PROVIDED MATERIAL =>

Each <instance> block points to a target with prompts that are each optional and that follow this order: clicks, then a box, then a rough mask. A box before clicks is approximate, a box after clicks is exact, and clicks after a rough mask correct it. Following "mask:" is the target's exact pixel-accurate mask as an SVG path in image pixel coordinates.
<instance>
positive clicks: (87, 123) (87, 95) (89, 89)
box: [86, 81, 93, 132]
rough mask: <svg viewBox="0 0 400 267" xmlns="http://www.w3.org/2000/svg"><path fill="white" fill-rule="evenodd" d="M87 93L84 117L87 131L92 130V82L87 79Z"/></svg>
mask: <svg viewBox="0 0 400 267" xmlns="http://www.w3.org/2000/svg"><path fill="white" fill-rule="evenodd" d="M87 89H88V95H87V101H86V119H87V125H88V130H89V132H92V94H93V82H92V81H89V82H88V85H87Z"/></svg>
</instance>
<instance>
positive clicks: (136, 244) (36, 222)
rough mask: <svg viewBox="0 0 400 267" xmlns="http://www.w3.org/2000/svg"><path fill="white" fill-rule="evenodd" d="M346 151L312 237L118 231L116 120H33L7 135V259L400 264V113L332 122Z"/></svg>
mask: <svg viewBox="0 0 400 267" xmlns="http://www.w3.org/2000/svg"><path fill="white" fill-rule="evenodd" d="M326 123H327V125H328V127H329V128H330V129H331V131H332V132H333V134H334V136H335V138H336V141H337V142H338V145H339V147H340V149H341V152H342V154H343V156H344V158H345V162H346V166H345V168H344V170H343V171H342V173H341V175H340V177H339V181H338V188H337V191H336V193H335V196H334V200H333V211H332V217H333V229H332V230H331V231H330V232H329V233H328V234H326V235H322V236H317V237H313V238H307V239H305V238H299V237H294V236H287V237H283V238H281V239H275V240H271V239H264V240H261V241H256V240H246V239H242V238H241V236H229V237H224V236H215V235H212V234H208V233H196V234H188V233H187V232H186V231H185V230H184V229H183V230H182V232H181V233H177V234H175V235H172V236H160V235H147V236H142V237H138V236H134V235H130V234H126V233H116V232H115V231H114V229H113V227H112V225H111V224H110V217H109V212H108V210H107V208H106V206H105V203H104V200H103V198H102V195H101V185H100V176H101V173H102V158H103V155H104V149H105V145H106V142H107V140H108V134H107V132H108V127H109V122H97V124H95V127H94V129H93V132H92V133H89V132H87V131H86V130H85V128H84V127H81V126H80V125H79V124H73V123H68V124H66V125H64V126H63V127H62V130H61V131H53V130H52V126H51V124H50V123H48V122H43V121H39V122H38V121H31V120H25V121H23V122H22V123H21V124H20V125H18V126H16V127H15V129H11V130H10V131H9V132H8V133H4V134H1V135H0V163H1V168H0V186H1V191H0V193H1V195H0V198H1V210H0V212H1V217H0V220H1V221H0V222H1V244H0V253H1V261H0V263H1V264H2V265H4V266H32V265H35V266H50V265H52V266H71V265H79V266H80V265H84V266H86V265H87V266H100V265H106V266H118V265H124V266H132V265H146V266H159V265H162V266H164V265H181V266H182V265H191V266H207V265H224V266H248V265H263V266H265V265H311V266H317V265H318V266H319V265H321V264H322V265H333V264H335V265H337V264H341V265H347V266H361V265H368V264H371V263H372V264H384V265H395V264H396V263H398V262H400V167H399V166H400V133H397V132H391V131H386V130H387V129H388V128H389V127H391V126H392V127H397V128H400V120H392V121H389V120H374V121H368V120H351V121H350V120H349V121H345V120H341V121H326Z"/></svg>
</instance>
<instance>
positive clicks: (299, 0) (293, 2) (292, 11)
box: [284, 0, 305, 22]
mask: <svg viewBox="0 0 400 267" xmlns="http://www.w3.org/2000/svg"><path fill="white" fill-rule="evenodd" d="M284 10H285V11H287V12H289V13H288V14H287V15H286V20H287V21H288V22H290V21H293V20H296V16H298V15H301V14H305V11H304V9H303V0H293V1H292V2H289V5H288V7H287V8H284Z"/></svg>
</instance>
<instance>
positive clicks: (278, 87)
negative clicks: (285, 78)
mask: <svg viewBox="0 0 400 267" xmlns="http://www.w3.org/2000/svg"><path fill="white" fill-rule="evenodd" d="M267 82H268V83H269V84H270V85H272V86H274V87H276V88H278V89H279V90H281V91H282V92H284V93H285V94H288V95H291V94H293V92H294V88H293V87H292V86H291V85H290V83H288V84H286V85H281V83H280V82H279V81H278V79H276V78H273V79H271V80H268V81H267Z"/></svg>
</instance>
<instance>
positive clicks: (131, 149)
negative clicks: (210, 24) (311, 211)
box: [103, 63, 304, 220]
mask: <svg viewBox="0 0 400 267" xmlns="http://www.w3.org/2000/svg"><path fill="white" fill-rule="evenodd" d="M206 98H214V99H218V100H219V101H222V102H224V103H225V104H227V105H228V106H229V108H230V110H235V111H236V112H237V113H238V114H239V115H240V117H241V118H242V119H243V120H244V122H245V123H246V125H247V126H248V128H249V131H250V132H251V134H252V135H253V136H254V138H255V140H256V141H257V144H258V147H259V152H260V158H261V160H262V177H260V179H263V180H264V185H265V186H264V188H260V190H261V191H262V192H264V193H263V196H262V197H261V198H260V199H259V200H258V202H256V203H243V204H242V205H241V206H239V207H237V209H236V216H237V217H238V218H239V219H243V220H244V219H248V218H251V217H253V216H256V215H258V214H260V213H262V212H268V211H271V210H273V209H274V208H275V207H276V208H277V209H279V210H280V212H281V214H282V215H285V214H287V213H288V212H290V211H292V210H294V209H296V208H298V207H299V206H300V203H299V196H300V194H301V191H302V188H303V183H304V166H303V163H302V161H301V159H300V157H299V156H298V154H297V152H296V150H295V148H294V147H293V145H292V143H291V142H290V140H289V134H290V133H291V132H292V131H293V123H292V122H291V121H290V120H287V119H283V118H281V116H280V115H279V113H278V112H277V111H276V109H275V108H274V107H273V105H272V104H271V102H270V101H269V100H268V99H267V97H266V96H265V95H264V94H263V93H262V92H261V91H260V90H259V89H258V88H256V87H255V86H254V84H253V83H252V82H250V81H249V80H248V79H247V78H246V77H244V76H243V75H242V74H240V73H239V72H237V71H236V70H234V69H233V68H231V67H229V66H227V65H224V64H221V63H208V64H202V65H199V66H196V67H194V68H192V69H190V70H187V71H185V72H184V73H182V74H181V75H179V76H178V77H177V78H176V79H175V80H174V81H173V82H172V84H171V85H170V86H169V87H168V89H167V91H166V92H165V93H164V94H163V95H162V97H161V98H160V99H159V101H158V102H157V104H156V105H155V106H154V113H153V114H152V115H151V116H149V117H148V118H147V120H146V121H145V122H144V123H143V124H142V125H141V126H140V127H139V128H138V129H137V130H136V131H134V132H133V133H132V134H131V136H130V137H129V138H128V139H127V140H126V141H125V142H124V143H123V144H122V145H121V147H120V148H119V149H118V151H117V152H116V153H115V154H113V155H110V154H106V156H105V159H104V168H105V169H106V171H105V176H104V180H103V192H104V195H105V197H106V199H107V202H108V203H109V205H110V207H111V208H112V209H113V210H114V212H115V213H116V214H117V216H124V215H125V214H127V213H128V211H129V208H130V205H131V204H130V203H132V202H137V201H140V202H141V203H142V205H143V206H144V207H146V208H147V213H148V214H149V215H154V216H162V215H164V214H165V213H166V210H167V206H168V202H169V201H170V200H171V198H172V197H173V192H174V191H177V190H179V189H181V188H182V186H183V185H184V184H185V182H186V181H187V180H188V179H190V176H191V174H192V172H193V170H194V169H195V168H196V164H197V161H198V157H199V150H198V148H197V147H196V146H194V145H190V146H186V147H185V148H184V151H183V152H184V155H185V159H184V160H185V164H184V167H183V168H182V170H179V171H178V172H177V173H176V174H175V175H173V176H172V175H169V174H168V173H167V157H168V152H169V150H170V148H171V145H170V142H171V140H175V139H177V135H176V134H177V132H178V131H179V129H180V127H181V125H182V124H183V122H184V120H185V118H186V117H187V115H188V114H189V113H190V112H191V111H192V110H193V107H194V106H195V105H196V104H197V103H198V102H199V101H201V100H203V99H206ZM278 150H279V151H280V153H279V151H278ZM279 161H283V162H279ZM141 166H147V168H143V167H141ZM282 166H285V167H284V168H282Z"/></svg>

WHAT TO WORK ON => Count the lines in the data above that contain the string "positive" and give only that number.

FINISHED EXERCISE => 5